## CONSIGNE A
Extrais toutes les lignes de la liste qui contiennent la chaîne "positive", en respectant les majuscules et les minuscules.

## EXTRAIT À LIRE
Muselier et Ciotti dans le même bac à sable
L’apparence, valeur centrale des conservateurs archaïques
21 juillet 2022. Deux enfants turbulents de la droite conservatrice, Renaud Muselier, président de la région PACA, et le Maralpin Éric Ciotti, député LR et questeur de l’Assemblée nationale, ont un peu plus dévoilé le fond de la pensée droitarde française, telle qu’elle est devenue : arrogante et dépassée.
Renaud Muselier, tout d’abord, a tenté de crier tout le mépris qu’il porte au camp progressiste, dont il faut rappeler que les députés ont été élus démocratiquement par le vote des Français lors des dernières Législatives. Comment ? En fustigeant le comportement de députés de gauche à l’Assemblée : « Vous voyez la gauche sale, débraillée, qui crie partout », et s’adressant à eux, comme un vieux père de famille : « Vous représentez la République, vous avez une charge, vous n’êtes pas dans une cour de récréation. […] Vous sortez du bac à sable et vous êtes chez les grands. »
Évidemment, de nombreux députés ont su interroger sa curieuse amnésie, en lui rappelant qu’il avait été élu à la tête de la région PACA grâce aux voix de la gauche. Quand beaucoup d’autres ont été abasourdis par tant d’arrogance et ce ton paternaliste !
Comme un duo synchronisé, ce fut au tour d’Éric Ciotti, le meilleur ennemi de Christian Estrosi, lui-même meilleur ami de Renaud Muselier, de demander à la Présidence de l’Assemblée nationale de rendre obligatoire le port de la cravate. Sait-il seulement que l’article 9 de l’Instruction générale du Bureau de l’Assemblée prévoit seulement que la tenue vestimentaire des députés dans l’hémicycle doit « rester neutre et s’apparenter à une tenue de ville » ? Et, n’en déplaise au trublion Ciotti, cet article proscrit également le port de … l’uniforme. Or le port systématique de la cravate pour les hommes ne s’apparente-t-il pas à un … uniforme (« vêtement déterminé, obligatoire pour un groupe », selon le dictionnaire Le Robert) ? Car, dans l’esprit crispé de ces hommes d’une droite aussi sotte qu’archaïque, quoi de plus jouissif que de voir tous les représentants du peuple alignés dans une même tenue, et ne s’exprimant que sur un ton convenu et aseptisé, fusse pour maintenir des statuquos inappropriés ?

## CONSIGNE B
D'après l'extrait, réponds brièvement :
(i) Quelle fonction Renaud Muselier occupe-t-il ?
(ii) Qu'est-ce qu'Éric Ciotti veut rendre obligatoire à l'Assemblée ?
(iii) Quel dictionnaire est cité pour définir le mot « uniforme » ?

## DONNÉES FOURNIES

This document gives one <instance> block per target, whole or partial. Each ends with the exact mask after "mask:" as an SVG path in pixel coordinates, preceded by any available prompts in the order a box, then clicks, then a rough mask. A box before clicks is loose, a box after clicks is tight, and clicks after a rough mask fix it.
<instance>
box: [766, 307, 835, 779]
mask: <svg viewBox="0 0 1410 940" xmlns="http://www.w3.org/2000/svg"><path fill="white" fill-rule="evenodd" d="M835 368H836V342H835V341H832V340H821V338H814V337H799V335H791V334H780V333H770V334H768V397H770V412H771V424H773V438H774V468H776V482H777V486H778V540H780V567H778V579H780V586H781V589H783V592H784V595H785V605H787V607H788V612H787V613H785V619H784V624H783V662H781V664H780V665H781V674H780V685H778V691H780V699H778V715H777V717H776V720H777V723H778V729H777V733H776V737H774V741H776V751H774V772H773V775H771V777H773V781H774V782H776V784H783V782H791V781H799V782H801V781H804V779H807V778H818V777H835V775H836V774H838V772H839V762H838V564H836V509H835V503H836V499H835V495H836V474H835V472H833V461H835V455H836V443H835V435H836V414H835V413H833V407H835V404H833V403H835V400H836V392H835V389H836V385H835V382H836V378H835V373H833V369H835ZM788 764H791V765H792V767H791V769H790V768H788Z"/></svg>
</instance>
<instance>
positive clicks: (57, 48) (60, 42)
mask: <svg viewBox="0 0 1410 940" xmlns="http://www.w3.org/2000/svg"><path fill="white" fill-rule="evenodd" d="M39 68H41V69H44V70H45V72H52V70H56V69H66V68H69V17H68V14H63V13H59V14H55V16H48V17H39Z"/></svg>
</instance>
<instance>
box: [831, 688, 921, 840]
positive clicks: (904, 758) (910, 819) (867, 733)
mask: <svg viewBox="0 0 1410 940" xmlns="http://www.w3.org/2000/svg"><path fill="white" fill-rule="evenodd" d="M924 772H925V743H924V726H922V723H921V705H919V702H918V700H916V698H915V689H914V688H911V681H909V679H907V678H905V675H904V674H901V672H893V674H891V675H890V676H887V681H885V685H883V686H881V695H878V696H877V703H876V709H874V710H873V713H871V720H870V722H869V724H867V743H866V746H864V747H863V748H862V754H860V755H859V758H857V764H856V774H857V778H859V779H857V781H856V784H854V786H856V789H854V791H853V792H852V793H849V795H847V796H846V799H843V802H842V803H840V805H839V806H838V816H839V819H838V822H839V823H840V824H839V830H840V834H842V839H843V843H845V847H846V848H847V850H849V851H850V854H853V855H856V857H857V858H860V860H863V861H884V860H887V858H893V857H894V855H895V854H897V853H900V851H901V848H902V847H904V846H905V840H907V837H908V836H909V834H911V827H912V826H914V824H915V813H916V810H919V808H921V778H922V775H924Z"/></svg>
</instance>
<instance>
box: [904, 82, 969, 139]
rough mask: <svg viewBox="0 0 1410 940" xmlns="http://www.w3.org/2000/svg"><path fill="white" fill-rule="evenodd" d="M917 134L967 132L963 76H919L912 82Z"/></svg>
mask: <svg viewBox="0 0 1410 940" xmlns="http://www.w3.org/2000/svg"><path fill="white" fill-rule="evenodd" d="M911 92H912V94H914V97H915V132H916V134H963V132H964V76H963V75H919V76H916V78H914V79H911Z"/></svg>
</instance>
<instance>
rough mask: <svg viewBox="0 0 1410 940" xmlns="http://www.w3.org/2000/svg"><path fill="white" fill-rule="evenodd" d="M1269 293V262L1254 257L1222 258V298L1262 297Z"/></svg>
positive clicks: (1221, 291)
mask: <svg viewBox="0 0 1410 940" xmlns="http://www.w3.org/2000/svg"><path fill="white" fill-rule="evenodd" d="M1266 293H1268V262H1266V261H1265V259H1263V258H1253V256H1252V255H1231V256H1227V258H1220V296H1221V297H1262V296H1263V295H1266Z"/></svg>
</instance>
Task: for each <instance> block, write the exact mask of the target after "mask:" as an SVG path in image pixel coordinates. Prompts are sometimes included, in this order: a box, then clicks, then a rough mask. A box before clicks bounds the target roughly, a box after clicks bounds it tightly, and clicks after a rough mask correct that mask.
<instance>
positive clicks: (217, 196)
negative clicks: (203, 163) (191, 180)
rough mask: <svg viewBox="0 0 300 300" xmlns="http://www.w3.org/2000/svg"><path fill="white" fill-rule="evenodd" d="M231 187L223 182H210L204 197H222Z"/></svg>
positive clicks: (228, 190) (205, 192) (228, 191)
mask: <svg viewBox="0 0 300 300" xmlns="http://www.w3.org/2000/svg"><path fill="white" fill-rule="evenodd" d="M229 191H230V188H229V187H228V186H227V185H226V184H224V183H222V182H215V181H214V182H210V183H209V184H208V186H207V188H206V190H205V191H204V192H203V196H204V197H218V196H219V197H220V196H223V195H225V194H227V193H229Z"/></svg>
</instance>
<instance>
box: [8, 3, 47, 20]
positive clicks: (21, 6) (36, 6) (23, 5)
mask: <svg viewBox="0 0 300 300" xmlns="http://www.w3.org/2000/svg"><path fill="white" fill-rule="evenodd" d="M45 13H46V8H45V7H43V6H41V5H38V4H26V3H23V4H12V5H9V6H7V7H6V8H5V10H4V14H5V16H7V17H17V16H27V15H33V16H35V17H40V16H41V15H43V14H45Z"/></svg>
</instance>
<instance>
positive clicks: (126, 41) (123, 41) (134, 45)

## CORRIGÉ A
positive clicks: (57, 48) (60, 42)
positive clicks: (904, 758) (910, 819) (867, 733)
positive clicks: (1221, 291)
positive clicks: (217, 196)
positive clicks: (228, 190) (205, 192) (228, 191)
positive clicks: (21, 6) (36, 6) (23, 5)
positive clicks: (126, 41) (123, 41) (134, 45)

## CORRIGÉ B
(i) Président de la région PACA.
(ii) Le port de la cravate.
(iii) Le Robert.